### To do
(a) In the passage about food waste, which bacterium is named as the main microorganism that turns VFAs into MCFAs?
(b) Continue the passage about food waste and microbial chain elongation from the point where it stops.
─── Extract to read ───
Food waste is discharged from a variety of sources, including food processing industries, households and the hospitality sector. According to the United Nations Food and Agriculture organization, a staggering 1.3 billion tons of food are lost to the food chain, and the amount is on a rapid rise.

From environmental threat to opportunity

In addition to the squandering of food and land resources, food waste contributes a hefty burden to the environment in terms of carbon footprint, increasing greenhouse gas emissions and liberating an estimated 3.3 billion tons of CO2 into the atmosphere per year. Researchers hope to convert these waste residues into useful products and purify them in an efficient manner.

One of the most innovative and eco-friendly means of dealing with all of this organic waste is through anaerobic digestion, which also holds the promise of expanding the world’s energy supply. A promising emergent technology employing anaerobic digestion is known as microbial chain elongation, a metabolic process used by anaerobic microorganisms to grow and acquire energy. They do this by combining carboxylate chemicals like acetate (C2), with more reduced compounds, such as ethanol (C2), to produce longer-chain carboxylates (typically C4-C8).

This biotechnological process converts volatile fatty acids (VFAs) and an electron donor, typically ethanol, into more valuable medium chain fatty acids (MCFAs), which are the precursors needed to produce biofuels and other useful chemicals. Initial waste sources are processed through chain-elongation, which involves the cyclic addition of carbon units, thereby converting municipal solid waste, agriculture waste, syngas, etc., into the high-value, medium-chain carboxylates like hexanoate (C6) and octanoate (C8).

The conversion of VFAs into MCFAs with ethanol as electron donor is accomplished by chain-elongating microorganisms, particularly a bacterium known as Clostridium kluyveri. C. kluyveri (and closely related bacterial strains) accomplish their chain-elongation feats through a process known as the reverse β-oxidative pathway. As the name suggests, this pathway is the opposite of the metabolic pathway organisms use to break down fatty acids derived from foods.

In recent years, researchers have explored β-oxidation pathways as well as developing the means to reverse these pathways in order to produce chemicals and polymer building blocks, using industrially relevant microorganisms.

Reactions under our feet

Laboratory soil microcosm samples used in the research.
─── Given data ───
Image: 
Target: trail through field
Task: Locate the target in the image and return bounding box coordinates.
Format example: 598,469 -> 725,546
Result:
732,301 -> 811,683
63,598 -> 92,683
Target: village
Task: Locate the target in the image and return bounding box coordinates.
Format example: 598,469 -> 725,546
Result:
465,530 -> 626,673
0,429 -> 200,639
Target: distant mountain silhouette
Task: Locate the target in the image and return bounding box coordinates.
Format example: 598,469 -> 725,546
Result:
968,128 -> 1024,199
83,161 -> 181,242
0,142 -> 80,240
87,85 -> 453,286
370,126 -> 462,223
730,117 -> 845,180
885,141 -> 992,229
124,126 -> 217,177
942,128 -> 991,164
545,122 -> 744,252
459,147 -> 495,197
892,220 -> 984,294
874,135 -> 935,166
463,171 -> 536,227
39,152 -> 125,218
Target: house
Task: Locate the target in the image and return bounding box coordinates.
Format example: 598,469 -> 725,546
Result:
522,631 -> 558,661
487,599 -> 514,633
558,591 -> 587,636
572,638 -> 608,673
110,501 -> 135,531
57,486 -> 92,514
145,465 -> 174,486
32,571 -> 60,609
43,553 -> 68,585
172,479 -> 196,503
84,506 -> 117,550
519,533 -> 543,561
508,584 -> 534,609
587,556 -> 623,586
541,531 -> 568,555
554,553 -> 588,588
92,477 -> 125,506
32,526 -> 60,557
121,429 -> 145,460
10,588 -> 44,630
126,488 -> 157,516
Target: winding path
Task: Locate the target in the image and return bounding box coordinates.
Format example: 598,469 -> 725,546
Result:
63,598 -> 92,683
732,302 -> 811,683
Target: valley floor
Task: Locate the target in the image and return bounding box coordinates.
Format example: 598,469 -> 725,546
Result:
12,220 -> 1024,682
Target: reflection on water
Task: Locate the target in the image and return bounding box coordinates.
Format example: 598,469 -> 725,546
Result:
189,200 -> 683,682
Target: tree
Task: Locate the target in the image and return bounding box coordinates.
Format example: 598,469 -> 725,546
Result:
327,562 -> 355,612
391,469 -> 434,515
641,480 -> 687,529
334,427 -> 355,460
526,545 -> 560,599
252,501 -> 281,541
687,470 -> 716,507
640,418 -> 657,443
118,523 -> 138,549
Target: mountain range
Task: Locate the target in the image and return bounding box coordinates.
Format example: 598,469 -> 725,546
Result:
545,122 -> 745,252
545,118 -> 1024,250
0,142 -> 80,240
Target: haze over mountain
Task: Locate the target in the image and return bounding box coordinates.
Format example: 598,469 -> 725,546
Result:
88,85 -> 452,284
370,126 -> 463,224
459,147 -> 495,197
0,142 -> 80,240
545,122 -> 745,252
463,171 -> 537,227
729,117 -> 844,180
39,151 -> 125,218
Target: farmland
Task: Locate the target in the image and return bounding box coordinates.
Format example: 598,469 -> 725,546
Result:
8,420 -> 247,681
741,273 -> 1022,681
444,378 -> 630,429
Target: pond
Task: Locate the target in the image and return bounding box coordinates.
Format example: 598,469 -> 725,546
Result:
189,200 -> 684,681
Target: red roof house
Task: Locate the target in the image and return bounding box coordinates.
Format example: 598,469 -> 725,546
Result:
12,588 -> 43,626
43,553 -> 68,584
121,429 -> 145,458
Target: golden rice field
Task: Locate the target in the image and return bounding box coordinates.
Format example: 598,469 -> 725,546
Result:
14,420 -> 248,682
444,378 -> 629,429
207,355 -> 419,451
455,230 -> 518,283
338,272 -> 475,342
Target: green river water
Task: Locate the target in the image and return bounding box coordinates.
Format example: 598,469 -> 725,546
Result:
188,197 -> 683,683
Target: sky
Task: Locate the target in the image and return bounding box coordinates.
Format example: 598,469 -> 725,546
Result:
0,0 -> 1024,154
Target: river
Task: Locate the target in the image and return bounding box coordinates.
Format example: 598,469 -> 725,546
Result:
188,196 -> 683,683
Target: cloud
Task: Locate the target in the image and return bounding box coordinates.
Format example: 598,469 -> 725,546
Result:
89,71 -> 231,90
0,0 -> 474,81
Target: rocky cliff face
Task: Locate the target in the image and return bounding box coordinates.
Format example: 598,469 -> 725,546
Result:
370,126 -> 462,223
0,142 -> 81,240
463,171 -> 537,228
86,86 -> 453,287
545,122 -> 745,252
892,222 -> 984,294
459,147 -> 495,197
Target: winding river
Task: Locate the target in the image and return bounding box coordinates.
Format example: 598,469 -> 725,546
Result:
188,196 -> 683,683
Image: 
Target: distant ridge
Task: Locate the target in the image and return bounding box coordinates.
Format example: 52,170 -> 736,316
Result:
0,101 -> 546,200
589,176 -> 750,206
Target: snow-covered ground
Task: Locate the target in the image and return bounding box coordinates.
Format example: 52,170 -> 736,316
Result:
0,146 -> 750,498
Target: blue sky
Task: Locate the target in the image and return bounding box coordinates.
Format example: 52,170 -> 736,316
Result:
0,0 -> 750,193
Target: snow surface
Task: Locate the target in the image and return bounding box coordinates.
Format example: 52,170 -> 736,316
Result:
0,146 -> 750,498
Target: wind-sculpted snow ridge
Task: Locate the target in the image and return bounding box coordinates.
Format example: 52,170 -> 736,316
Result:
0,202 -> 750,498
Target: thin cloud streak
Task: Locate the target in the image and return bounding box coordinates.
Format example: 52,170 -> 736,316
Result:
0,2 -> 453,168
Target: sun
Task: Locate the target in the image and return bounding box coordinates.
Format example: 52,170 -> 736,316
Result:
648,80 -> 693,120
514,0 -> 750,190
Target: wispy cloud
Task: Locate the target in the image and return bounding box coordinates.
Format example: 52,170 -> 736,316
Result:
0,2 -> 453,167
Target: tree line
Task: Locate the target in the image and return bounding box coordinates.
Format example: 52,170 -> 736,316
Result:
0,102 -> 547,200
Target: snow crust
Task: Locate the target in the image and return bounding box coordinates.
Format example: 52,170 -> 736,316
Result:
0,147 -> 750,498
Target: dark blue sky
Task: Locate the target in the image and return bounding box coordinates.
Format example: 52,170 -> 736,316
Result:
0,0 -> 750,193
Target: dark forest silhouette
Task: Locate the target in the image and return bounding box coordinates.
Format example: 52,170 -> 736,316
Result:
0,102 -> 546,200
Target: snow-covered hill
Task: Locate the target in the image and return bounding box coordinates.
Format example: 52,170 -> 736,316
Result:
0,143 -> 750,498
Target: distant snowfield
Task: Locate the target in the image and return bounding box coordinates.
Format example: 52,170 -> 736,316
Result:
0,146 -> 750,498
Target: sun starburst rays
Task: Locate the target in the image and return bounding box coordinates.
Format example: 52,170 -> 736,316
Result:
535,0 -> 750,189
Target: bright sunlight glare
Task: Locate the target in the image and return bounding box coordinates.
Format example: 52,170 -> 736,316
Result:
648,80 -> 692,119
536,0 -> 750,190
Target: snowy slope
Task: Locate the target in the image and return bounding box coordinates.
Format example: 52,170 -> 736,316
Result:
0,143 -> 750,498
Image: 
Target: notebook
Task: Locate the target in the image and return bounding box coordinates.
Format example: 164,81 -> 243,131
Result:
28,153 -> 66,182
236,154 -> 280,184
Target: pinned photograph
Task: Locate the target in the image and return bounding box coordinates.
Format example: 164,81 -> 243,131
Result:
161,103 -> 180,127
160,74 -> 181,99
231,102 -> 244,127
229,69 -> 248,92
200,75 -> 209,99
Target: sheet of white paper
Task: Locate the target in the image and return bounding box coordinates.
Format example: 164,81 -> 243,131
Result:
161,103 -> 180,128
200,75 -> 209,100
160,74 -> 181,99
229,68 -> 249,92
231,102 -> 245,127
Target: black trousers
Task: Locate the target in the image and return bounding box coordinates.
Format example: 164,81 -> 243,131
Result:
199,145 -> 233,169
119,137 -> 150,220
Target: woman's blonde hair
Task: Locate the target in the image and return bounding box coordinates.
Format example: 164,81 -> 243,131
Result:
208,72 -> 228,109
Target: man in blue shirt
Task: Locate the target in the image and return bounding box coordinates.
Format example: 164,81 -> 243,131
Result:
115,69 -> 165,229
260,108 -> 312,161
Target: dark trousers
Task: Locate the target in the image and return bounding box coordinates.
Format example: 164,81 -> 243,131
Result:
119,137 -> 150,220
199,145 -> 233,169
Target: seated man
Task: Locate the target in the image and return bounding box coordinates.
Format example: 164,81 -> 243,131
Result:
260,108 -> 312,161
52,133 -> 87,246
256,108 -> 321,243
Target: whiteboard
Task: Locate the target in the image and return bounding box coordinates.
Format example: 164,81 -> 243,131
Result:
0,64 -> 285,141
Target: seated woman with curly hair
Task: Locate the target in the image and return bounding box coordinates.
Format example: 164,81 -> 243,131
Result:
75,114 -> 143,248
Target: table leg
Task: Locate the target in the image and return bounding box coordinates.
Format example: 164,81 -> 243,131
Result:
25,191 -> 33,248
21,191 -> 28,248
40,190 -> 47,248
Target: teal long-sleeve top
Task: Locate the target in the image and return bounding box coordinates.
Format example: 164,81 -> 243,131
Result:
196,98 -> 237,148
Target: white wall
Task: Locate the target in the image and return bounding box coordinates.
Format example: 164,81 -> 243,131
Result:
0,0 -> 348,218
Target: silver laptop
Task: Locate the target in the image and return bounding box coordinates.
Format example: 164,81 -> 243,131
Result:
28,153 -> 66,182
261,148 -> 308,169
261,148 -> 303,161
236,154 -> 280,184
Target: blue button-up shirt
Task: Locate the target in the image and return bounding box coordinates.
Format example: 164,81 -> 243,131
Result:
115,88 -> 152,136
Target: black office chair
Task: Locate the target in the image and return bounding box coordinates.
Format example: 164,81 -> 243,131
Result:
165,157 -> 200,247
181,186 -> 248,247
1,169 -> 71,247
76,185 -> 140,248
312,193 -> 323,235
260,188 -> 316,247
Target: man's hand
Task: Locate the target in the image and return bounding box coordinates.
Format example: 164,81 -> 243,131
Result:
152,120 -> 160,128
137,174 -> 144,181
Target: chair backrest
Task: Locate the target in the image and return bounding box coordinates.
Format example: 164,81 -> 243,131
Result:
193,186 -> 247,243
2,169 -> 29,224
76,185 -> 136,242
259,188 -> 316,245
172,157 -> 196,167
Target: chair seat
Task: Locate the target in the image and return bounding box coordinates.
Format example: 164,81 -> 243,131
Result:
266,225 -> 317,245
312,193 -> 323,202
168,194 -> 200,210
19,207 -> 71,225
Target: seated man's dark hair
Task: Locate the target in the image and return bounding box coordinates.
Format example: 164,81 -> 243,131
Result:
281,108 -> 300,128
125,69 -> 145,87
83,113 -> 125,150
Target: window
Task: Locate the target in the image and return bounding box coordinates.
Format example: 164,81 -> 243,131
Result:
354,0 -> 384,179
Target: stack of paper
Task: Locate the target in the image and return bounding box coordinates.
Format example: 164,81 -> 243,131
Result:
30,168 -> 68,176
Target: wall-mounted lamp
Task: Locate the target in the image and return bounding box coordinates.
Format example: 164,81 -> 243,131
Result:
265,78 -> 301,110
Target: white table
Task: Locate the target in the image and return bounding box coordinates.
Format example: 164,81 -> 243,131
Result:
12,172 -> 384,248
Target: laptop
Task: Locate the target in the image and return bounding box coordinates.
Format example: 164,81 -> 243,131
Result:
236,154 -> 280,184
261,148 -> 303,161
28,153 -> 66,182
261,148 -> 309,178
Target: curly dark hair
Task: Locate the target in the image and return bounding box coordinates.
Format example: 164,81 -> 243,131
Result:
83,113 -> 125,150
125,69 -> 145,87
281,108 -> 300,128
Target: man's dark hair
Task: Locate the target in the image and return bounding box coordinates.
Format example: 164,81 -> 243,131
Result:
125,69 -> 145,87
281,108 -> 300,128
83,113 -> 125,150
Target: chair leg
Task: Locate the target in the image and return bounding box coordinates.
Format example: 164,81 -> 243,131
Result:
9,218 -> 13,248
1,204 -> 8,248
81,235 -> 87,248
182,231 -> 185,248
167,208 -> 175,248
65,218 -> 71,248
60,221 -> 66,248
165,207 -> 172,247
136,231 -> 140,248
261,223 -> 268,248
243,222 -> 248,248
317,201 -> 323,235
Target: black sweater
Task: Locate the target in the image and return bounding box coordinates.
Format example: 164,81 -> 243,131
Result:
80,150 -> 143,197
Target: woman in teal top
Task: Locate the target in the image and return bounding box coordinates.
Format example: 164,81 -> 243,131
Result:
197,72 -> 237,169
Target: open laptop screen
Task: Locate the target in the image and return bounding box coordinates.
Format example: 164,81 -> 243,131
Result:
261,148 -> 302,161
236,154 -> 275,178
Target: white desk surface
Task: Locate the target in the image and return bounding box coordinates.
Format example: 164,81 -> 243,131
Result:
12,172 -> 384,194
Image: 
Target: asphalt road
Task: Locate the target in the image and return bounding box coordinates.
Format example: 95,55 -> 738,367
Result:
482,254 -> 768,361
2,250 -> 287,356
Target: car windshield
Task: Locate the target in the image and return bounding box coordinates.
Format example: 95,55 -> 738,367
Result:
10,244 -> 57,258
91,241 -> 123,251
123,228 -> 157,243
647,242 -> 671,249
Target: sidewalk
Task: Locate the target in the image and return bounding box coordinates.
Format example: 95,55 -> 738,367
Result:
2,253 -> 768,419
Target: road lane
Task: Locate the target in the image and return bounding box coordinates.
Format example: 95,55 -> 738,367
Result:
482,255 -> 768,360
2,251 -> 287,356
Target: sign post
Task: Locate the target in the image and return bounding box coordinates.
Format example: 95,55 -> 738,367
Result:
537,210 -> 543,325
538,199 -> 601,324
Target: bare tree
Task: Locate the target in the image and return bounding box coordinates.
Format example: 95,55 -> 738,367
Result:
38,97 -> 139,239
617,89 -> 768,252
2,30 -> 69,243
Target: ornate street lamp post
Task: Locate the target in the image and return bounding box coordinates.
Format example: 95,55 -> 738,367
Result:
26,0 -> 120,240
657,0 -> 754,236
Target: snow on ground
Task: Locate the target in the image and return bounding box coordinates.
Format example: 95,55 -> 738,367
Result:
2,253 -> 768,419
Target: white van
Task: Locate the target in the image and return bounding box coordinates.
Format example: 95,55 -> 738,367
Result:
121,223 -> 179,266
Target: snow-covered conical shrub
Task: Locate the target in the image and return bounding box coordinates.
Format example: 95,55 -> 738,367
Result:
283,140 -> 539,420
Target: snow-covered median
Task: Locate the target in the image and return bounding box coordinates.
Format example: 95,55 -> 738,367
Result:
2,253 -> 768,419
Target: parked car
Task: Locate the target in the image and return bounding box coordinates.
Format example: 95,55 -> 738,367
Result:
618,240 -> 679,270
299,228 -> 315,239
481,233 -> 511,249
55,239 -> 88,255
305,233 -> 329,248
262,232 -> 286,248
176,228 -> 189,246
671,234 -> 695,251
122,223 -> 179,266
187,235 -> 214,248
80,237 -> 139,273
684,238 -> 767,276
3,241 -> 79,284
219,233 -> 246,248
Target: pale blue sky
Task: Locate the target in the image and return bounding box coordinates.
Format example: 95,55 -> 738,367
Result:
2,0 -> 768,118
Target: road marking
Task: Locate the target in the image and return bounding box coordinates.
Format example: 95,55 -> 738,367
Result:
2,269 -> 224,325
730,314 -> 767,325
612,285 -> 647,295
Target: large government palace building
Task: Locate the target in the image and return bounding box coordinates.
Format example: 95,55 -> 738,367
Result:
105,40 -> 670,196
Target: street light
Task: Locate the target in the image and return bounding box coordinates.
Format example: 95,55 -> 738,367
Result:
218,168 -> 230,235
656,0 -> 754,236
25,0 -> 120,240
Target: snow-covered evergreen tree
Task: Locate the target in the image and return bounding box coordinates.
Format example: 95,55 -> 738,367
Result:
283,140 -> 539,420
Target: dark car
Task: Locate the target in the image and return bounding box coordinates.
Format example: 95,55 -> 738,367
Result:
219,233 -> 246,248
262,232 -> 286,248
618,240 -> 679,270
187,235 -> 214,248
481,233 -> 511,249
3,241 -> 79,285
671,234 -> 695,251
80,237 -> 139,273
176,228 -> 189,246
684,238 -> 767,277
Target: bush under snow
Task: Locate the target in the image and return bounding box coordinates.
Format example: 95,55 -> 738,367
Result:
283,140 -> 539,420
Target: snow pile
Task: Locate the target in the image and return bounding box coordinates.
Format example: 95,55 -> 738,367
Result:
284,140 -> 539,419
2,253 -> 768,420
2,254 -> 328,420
───
### Answers per task
(a) Clostridium kluyveri.

(b)
Chain elongation has hence proven an effective means of producing valuable chemicals in laboratory bioreactors, though the process is presumed to occur naturally in soils as well. It turns out that anaerobic soils and sediments are often rich in the same kinds of biodegradable organic compounds found in municipal or agricultural waste streams and therefore, a natural source of chain elongation. 

Using soil samples from four various U.S. locations, the current study examines the extent of natural chain elongation and how these processes vary according to the particular biogeochemical characteristics of soil composition. The research was designed to gauge the prevalence of chain elongation in anaerobic soil microorganisms and its possible role in microbial ecology.

The results demonstrate the potential for chain-elongation activities involving acetate and ethanol, which are typical metabolites found in soils as a result of organic compound fermentation. The study measured high enrichment rates in microorganisms similar to C. kluyveri under chain-elongating conditions, which were found to vary with soil type.

The findings shed new light on this intriguing aspect of microbial ecology and may provide helpful clues for future efforts using microorganisms to process waste streams into a range of beneficial chemicals and other products.

“On the fundamental side, results from this study are paving the way for investigations on the activity of chain elongation in situ," Delgado said. "On the biotechnology side, this work shows that soils can be excellent sources of chain-elongating microorganisms for bioreactors focused on production of the specialty chemicals, hexanoate and octanoate.”